## [Exercise description]
Gather every line of the items below that contains the string "dirt". The match is case-sensitive.

## [Entries]

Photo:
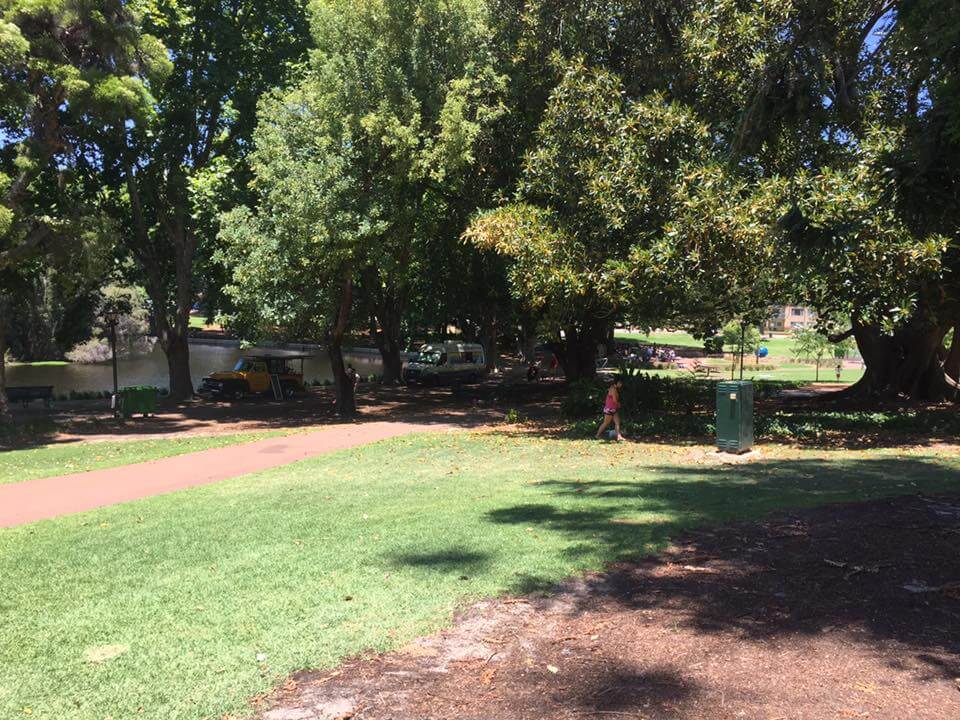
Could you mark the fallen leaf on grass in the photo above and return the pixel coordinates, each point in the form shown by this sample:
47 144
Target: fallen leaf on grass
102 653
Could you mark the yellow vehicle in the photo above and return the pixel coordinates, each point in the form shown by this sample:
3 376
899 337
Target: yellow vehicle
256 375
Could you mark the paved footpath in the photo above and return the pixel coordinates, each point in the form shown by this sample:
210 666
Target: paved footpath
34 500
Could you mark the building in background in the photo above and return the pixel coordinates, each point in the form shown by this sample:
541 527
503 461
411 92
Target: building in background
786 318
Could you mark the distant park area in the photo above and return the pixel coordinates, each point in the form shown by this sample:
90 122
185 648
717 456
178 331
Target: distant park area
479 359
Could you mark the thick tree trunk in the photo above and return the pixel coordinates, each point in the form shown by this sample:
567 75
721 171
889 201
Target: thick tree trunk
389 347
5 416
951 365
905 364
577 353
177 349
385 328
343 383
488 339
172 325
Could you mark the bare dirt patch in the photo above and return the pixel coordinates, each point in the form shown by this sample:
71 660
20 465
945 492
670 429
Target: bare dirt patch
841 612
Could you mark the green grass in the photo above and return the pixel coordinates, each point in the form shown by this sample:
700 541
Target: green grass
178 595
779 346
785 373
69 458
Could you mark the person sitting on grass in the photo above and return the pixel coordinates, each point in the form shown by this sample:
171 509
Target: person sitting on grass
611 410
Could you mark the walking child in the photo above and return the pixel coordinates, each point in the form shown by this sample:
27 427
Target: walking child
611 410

==

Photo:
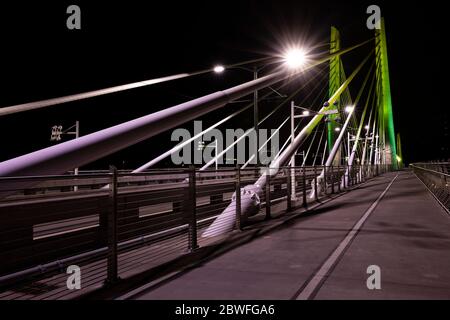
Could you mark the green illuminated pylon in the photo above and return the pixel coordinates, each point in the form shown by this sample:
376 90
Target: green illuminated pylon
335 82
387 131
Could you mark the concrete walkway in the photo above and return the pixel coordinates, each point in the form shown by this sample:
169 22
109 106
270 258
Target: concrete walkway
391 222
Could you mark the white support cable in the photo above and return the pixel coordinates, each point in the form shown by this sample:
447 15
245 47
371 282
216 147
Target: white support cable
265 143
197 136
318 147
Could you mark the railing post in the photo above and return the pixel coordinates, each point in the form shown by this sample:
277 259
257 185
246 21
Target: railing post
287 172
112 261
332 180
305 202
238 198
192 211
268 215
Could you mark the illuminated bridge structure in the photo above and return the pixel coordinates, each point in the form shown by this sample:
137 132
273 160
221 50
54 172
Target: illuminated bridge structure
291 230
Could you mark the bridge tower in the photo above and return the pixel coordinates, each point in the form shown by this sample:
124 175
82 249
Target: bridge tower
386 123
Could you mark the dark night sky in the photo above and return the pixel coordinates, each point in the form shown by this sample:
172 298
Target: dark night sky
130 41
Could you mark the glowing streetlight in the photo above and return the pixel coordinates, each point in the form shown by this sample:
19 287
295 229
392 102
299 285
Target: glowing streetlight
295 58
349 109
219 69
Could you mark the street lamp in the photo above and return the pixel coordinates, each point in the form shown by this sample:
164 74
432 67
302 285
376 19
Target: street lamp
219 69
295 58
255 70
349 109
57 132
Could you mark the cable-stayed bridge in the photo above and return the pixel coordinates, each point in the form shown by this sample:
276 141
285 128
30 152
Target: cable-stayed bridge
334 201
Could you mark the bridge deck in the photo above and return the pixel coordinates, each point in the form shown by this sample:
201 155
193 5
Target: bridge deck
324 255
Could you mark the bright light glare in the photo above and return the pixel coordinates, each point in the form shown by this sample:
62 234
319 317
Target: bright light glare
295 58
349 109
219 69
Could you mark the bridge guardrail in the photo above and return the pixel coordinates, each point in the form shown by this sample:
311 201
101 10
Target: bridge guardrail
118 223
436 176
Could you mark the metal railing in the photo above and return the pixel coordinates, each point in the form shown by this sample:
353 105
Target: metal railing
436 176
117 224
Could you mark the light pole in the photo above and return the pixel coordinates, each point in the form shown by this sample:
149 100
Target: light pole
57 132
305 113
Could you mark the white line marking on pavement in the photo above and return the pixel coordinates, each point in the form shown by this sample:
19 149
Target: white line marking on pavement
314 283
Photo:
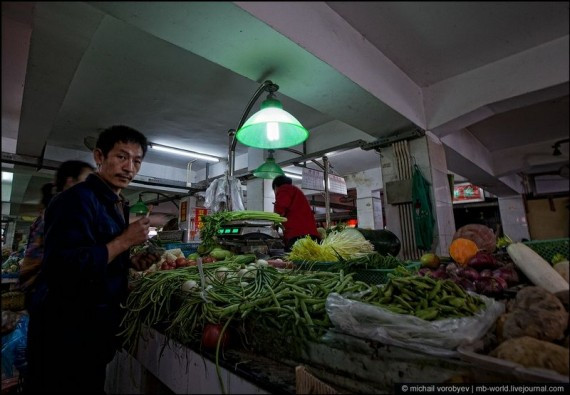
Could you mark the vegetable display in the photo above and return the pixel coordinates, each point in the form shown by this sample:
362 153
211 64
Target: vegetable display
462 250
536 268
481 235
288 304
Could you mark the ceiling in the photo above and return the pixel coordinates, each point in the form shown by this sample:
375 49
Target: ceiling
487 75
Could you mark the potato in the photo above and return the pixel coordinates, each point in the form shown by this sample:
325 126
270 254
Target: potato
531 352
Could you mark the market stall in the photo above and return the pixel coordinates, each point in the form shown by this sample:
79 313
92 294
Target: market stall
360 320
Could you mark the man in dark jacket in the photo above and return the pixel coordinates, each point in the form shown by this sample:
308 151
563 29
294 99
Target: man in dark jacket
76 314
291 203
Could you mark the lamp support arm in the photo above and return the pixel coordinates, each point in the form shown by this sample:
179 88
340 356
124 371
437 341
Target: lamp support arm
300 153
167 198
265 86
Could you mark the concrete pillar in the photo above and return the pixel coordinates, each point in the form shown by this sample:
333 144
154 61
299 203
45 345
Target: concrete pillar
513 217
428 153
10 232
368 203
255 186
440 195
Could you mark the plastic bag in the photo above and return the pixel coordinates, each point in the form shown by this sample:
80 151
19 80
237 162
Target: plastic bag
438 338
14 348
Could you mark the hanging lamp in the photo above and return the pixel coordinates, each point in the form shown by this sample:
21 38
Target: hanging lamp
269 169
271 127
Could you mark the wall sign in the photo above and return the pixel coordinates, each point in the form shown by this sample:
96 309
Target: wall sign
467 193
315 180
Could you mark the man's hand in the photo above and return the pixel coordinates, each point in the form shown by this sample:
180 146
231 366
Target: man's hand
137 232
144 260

## [Answer]
Could you mark the bare dirt patch in the photo above and return the pixel coordinates, each point in the form shown by this sample:
Target: bare dirt patch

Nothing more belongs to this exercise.